**What the task requires:**
Lay out as a numbered list the lines running from the line that contains "For each <instance>" through the line that contains "box: [227, 0, 339, 300]", both included, omitting any blank lines.

**Stored data:**
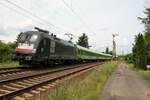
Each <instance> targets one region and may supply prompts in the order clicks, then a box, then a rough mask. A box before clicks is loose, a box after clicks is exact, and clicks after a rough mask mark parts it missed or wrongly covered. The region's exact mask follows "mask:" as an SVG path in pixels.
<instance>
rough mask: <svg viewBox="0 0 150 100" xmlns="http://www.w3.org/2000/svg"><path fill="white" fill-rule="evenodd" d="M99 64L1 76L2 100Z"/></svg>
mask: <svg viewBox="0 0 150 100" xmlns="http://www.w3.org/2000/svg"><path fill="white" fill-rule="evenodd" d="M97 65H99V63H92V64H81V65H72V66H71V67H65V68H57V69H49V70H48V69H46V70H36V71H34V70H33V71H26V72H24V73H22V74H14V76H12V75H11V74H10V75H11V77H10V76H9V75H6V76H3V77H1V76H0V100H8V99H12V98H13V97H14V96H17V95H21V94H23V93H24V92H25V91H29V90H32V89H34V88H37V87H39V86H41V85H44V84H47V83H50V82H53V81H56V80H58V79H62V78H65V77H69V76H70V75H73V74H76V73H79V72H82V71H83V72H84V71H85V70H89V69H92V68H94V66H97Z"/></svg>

--

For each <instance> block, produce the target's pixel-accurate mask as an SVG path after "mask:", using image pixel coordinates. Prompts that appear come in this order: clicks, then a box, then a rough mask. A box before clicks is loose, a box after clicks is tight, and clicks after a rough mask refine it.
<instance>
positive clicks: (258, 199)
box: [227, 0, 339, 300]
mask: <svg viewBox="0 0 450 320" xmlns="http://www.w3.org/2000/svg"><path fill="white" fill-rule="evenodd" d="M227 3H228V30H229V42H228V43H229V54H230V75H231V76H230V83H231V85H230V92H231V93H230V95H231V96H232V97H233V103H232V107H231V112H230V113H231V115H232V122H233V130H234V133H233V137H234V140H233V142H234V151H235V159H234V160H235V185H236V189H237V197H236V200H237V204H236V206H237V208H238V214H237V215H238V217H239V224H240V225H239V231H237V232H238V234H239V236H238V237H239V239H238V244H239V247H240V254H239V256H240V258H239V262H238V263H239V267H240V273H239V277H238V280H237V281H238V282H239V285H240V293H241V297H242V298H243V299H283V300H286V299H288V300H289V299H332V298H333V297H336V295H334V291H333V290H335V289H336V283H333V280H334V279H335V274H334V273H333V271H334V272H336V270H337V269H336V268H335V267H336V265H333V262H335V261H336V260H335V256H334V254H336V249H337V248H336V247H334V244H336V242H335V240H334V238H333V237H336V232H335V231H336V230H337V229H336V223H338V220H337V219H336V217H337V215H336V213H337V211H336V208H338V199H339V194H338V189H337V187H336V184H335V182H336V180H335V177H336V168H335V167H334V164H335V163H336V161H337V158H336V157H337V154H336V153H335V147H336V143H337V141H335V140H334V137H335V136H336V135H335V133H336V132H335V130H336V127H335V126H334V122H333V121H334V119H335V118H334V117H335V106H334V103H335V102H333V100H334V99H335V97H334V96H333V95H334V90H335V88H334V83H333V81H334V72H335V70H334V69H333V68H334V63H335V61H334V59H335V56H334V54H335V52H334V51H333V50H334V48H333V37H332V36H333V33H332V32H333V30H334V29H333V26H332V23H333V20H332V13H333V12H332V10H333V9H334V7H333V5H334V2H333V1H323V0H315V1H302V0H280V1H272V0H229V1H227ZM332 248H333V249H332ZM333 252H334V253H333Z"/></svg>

* * *

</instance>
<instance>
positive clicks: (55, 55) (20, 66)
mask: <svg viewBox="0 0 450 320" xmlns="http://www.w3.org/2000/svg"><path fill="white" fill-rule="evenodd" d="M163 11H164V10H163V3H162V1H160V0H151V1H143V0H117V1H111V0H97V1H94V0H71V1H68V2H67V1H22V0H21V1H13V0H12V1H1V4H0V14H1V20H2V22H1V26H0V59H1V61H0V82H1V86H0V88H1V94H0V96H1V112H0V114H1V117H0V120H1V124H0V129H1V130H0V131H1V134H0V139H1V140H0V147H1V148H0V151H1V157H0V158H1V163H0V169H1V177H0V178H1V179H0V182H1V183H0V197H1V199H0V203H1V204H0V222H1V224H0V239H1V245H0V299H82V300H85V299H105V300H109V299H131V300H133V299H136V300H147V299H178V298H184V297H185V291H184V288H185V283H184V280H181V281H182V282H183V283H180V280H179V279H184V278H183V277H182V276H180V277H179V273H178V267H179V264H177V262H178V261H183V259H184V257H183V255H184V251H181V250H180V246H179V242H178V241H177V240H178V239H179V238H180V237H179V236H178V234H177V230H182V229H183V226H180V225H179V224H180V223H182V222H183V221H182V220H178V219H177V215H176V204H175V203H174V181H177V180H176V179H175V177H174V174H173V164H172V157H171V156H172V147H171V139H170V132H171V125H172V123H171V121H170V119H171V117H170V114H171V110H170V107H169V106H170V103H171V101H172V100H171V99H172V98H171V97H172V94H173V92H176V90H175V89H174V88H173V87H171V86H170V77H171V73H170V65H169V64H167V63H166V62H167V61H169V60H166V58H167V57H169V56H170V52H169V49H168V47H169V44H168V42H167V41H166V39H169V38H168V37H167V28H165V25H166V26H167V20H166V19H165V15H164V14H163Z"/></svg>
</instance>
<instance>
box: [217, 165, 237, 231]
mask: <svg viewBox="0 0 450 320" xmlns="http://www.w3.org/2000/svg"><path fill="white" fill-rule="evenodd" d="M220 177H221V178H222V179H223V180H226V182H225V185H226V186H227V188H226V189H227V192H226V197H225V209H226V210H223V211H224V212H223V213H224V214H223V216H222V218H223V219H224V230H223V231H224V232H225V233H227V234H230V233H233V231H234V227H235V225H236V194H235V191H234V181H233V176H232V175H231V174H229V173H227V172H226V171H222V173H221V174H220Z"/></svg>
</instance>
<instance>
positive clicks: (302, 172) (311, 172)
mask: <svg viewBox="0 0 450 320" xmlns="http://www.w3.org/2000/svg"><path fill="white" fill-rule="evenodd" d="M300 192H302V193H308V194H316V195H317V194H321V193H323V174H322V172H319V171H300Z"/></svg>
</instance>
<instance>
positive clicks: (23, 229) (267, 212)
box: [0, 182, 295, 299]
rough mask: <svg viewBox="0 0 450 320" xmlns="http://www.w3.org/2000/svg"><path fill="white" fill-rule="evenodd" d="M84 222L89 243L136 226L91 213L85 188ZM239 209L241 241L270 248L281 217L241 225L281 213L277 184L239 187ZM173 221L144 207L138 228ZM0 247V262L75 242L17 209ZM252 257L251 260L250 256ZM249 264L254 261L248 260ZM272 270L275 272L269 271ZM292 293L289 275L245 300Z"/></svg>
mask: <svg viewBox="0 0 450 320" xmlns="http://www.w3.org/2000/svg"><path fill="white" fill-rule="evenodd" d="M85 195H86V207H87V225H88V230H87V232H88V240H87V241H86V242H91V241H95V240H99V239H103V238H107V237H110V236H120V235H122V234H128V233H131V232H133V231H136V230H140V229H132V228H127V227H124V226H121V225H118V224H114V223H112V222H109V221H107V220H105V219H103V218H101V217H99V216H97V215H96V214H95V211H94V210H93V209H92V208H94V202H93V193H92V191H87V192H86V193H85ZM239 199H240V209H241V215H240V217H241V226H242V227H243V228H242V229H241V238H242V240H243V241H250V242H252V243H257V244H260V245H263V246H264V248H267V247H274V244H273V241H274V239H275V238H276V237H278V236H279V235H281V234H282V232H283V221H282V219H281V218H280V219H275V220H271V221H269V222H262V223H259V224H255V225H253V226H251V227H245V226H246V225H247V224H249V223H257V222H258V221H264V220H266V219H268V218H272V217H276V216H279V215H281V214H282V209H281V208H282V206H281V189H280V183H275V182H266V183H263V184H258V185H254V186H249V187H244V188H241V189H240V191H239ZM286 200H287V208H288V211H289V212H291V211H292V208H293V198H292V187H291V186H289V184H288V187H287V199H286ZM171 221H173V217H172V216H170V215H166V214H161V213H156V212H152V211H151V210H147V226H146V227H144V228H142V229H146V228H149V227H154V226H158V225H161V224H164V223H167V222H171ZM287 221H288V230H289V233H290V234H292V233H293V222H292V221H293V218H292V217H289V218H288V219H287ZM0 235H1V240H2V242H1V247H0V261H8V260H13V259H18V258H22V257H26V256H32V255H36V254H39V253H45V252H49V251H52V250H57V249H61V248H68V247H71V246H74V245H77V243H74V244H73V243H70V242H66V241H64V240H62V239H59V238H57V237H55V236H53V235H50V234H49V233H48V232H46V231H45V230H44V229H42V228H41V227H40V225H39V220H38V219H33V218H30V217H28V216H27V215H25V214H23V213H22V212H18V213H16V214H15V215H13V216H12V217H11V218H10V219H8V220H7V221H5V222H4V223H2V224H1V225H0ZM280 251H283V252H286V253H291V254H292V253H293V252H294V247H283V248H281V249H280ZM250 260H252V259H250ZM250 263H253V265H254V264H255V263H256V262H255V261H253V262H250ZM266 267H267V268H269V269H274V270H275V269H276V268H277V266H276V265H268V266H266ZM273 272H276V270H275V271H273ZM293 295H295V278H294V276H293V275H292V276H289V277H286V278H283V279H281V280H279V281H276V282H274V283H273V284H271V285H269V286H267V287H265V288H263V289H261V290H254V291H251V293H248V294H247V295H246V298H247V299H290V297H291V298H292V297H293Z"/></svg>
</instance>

**Output for this task:**
1. For each <instance> block, produce the target's pixel-accurate mask as an SVG path after "mask:", using image pixel coordinates. Prompts that appear come in this order: clicks, then a box, then a rough mask. A box before clicks is loose, a box after clicks is tight, and clicks after a rough mask refine it.
2. <instance>
3. positive clicks: (258, 199)
4. box: [227, 0, 339, 300]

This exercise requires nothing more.